### WHAT TO WORK ON
Output all lines exactly, with nothing added or dropped.

[START DATASET RECORDS]

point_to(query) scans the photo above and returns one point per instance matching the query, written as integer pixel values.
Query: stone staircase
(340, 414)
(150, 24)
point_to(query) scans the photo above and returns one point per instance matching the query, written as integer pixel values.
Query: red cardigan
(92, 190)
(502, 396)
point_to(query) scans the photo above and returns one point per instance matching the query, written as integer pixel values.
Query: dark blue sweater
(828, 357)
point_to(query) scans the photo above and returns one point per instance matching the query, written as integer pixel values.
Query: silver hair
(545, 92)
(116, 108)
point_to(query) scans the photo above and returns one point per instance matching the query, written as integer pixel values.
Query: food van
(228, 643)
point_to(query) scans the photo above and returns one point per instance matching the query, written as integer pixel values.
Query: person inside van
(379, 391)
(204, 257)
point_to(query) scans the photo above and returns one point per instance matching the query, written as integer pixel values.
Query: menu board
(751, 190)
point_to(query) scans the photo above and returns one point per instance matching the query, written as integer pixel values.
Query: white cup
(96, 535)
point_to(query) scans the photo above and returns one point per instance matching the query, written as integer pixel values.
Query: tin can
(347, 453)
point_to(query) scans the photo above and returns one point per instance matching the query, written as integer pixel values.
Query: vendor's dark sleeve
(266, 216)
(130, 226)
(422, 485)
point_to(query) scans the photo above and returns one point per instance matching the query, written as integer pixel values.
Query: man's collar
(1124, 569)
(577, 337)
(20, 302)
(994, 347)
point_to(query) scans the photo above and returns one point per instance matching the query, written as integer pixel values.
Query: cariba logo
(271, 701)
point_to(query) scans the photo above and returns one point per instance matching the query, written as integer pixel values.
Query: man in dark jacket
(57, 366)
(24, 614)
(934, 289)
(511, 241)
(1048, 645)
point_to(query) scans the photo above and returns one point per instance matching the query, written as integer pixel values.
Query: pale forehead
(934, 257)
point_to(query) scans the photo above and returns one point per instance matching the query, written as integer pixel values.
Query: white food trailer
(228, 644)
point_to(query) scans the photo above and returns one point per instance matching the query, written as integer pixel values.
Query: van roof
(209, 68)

[END DATASET RECORDS]

### EXERCISE OUTPUT
point_to(query) scans the photo above and returns one point per instance matching the query, written as integer pixel values.
Query: stone staircase
(340, 414)
(150, 24)
point_to(query) scans the photo above and returns one point per instance matching the query, written as integer pixel values.
Query: red cardigan
(92, 190)
(502, 396)
point_to(query) scans the photo above and returns one point per instance matching the query, written as integer pixel values.
Query: dark blue sweater
(828, 357)
point_to(query) scans the photo above and returns one point per instance matching the query, written as integer pixel values.
Query: silver hair
(545, 92)
(116, 108)
point_to(query) scans the photo above and returns one point per instance matching the query, written as integer pixel values.
Query: food van
(228, 643)
point_to(query) scans the photo above and returns one point per instance matching the query, written as integer pixel values.
Query: person inside van
(379, 391)
(204, 257)
point_to(query) scans the photo above and returns one point per instance matching the query, written as integer pixel values.
Query: menu board
(751, 190)
point_to(query) scans the photo above and returns one point per instance matching the query, written as integer pixel values.
Query: white cup
(96, 535)
point_to(query) scans the photo above and returns one point per instance matching the query, written as integer pixel values.
Query: tin can
(347, 453)
point_to(query) scans the photo above and returns one point per instance matching the query, written as integer pixel values.
Query: vendor's dark sleeve
(266, 216)
(130, 226)
(422, 485)
point_to(query) scans the photo above and returns one point per instance matching the query, written as integer pixel values.
Query: man's collar
(1124, 569)
(577, 337)
(20, 302)
(994, 347)
point_to(query) scans the photo above and returns one point per instance matching the query, written as integer pixel values.
Query: cariba logo
(271, 701)
point_to(query) scans the photo above and returns one point per instance matching the query, written as integer pixel values.
Query: man in dark jacket
(57, 366)
(24, 614)
(934, 289)
(511, 241)
(1048, 645)
point_to(query) scans the photo above and returns one point per instance matching the query, written as integer pixel values.
Query: pale forehead
(934, 257)
point_to(query) scans the photo above and returns one point per instance matching the query, written as integer pixel values.
Query: white food trailer
(228, 644)
point_to(query) scans the photo above and returns one point per instance matching the query, written as integer pixel values.
Query: van roof
(209, 68)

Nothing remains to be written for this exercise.